* Start Text provided *

Exemption from Part 303 Regulation. A wetland created incidentally as a result of certain activities is not subject to regulation under Part 303. The activities include excavation for mineral or sand mining, if the area was not a wetland before excavation. The bill would refer to excavation as part of commercial sand, gravel, or mineral mining in this provision. Currently, this exemption does not include a wetland on or adjacent to a water body of at least one acre. The bill would delete this provision. Also, the bill provides that the exemption would apply until the property on which the wetland was located was no longer used for excavation as part of commercial mining, and was being used for a purpose unrelated to the excavation.
Construction and operation of a water treatment pond or lagoon in compliance with State or Federal water pollution control regulations also are exempt from regulation under Part 303. The bill would refer to laws rather than regulations, and would extend the exemption to compliant storm water facilities.

* End Text provided *

Exercise objective » Quote the passage on wetland exemptions from Part 303, starting with "Exemption from Part" and going on through "to the excavation.".

* Start Given information *

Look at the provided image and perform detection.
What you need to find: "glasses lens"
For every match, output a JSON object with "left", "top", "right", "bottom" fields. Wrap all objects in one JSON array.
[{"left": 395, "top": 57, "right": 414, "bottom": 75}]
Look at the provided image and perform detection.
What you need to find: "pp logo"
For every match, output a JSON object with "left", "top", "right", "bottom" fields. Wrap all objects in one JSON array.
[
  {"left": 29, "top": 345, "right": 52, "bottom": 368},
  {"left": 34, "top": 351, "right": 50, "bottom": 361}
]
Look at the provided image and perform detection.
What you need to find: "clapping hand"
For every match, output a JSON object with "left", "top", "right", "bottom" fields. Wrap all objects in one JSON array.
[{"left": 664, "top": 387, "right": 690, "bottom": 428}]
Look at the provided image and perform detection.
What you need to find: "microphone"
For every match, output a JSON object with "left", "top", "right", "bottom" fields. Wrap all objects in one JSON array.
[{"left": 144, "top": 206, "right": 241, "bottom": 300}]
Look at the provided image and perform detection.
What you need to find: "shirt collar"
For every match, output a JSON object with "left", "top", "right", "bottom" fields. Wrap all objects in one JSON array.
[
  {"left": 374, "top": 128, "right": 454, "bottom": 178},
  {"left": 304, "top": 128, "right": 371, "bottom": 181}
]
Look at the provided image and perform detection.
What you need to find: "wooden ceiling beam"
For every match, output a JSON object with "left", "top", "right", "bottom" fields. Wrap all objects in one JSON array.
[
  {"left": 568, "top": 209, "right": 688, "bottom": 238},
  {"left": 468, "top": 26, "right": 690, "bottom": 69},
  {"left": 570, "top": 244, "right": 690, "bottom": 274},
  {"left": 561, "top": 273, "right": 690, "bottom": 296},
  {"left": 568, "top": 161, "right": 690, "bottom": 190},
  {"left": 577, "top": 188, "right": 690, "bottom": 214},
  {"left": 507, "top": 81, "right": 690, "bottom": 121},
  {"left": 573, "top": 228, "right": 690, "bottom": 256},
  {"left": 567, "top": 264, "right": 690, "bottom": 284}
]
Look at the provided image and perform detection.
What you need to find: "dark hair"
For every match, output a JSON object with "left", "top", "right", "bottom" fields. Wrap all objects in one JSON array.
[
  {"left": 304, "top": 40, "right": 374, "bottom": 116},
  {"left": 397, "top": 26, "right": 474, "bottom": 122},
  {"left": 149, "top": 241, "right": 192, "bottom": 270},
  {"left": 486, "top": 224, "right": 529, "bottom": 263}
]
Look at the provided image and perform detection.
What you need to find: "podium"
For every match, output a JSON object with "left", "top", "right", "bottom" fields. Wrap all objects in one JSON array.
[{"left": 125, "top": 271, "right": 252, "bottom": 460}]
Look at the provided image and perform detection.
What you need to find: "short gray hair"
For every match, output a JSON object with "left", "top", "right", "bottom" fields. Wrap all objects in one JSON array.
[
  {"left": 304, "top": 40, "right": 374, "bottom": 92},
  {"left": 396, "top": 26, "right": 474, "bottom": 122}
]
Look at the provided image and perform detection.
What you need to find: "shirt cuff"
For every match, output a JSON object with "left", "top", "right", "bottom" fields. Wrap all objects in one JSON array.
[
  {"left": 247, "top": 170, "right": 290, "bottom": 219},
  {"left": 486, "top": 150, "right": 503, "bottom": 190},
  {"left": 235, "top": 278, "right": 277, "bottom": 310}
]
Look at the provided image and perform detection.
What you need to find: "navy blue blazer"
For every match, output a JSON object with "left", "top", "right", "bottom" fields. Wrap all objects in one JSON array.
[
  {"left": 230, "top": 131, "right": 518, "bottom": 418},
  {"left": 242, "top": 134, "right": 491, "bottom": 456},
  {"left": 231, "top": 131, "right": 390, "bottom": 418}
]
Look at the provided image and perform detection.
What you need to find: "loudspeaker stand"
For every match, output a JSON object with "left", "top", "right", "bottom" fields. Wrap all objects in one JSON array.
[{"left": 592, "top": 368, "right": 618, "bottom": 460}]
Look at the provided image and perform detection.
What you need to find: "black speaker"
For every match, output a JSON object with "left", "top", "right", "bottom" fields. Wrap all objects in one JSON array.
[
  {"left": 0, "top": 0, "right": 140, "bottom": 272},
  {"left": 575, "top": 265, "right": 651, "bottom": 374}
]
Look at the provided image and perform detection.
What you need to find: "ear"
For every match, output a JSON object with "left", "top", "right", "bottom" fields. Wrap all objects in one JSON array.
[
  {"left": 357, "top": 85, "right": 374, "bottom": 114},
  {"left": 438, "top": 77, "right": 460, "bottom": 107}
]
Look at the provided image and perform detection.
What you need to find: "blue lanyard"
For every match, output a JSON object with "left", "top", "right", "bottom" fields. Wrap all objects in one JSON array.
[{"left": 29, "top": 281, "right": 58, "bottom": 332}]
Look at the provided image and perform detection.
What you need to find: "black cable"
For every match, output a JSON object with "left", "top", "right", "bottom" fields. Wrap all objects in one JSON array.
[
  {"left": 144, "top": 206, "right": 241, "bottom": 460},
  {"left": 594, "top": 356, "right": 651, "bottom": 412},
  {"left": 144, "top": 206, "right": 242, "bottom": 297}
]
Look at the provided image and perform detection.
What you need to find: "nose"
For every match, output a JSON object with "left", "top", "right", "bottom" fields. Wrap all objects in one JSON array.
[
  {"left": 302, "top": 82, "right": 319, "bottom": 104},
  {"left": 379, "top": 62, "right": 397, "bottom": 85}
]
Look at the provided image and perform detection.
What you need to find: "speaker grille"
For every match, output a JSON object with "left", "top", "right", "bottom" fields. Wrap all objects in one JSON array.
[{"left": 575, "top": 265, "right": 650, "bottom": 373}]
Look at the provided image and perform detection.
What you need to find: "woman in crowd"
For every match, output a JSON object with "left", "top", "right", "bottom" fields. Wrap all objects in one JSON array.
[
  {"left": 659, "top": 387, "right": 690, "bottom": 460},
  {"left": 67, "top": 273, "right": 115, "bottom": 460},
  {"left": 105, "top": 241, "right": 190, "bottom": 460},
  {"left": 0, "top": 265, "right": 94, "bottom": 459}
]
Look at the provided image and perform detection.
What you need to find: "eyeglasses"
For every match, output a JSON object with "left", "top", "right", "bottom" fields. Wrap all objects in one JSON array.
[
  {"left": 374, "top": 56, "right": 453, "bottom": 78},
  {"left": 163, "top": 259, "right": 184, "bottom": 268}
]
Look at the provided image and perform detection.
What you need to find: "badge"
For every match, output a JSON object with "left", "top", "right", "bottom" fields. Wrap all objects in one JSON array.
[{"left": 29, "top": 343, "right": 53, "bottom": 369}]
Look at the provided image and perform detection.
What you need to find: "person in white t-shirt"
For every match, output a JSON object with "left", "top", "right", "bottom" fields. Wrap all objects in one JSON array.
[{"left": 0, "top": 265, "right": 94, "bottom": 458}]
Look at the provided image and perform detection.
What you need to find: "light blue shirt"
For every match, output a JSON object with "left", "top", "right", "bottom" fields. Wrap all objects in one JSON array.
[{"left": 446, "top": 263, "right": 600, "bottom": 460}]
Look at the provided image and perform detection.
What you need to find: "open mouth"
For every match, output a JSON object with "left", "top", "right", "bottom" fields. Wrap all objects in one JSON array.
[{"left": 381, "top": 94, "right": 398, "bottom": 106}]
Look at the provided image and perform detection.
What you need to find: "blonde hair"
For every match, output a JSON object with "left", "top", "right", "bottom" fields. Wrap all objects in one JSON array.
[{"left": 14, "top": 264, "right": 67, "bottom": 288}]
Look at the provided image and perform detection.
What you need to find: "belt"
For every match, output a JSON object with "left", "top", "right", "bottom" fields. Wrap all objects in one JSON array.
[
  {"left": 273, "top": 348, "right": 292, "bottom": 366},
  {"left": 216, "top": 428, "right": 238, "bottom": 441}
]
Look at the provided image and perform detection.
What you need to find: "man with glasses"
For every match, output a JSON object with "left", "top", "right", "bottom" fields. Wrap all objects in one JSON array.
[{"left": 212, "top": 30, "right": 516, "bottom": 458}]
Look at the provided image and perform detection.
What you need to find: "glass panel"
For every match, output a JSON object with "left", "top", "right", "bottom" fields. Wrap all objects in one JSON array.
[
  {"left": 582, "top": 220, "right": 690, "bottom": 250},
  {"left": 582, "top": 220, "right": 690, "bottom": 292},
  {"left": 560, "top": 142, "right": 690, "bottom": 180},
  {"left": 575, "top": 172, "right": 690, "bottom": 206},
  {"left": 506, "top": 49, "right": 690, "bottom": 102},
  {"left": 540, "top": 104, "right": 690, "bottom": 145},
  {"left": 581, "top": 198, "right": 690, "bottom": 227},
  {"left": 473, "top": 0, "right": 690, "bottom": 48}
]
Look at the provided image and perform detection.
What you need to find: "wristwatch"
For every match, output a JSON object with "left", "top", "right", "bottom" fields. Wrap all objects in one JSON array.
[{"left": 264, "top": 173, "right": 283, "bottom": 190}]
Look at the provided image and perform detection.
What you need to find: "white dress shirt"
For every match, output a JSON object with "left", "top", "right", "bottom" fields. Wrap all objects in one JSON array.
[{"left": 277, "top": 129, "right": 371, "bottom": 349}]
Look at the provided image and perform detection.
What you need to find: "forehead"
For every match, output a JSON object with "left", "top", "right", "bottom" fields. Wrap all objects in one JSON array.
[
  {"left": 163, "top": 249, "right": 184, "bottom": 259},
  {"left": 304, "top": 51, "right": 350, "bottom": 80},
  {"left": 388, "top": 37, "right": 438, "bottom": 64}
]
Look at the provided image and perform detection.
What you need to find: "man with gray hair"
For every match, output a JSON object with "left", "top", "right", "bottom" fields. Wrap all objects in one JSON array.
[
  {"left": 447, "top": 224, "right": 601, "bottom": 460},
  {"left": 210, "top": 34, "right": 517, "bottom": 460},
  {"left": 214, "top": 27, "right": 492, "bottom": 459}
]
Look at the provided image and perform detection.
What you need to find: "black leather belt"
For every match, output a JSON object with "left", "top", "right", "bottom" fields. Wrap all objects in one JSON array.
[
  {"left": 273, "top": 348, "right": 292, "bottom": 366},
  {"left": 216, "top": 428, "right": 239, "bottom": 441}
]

* End Given information *

Solution for this exercise »
Exemption from Part 303 Regulation. A wetland created incidentally as a result of certain activities is not subject to regulation under Part 303. The activities include excavation for mineral or sand mining, if the area was not a wetland before excavation. The bill would refer to excavation as part of commercial sand, gravel, or mineral mining in this provision. Currently, this exemption does not include a wetland on or adjacent to a water body of at least one acre. The bill would delete this provision. Also, the bill provides that the exemption would apply until the property on which the wetland was located was no longer used for excavation as part of commercial mining, and was being used for a purpose unrelated to the excavation.